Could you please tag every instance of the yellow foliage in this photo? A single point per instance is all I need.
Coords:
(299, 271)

☆ ☆ ☆ ☆

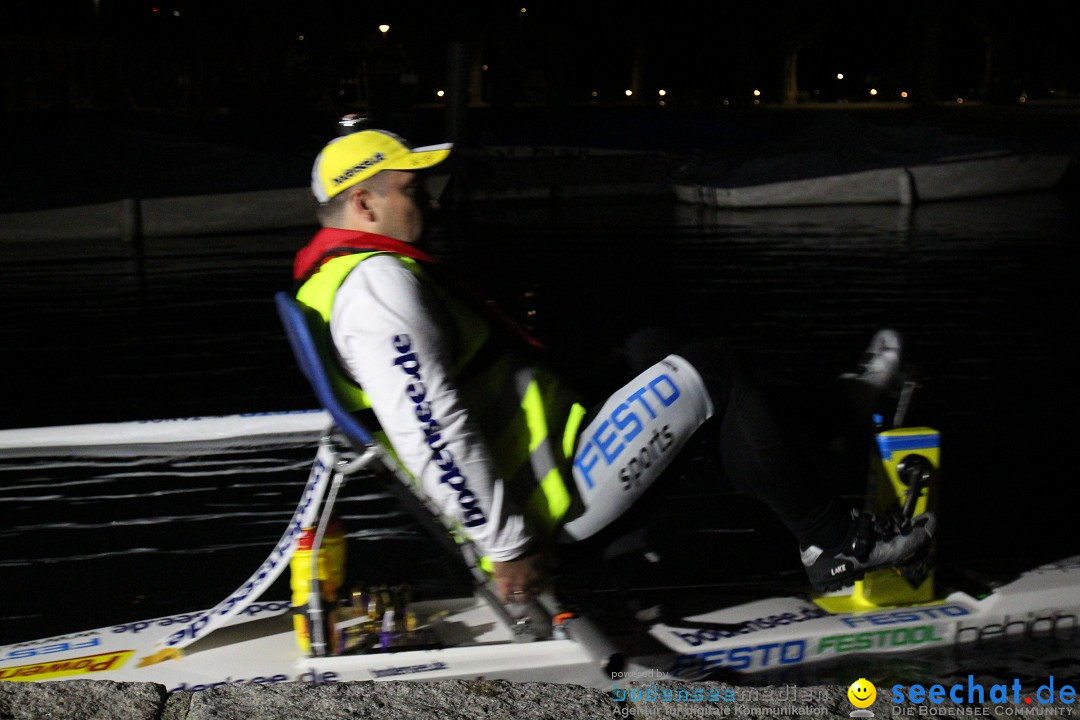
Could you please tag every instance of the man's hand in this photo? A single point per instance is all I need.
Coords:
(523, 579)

☆ ☆ ☆ ☆

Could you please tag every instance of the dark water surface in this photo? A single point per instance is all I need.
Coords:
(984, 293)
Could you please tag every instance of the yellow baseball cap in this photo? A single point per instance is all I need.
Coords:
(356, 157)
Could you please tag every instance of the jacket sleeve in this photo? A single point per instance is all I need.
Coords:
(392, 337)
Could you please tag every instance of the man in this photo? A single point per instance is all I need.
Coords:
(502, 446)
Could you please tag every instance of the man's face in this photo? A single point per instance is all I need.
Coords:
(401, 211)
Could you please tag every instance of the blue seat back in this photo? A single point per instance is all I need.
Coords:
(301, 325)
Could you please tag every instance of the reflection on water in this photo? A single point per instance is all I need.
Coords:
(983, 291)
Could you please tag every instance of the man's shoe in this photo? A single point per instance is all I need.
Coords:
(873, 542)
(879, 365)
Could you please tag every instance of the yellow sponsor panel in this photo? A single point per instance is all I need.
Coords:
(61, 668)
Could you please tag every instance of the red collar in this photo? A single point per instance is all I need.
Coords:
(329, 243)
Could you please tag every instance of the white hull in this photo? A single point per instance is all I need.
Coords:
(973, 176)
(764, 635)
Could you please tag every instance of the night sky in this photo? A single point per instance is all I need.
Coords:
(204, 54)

☆ ☆ ☆ ☆

Exercise aim = Pick out all lines from the data above in which the word "water" appears.

Answer space =
Could you please tag every instance of the dark water surface in this photo? A single point per instance is all I need.
Could you please tag every instance of the reflection on water in this photo? A single point per instance is all I need.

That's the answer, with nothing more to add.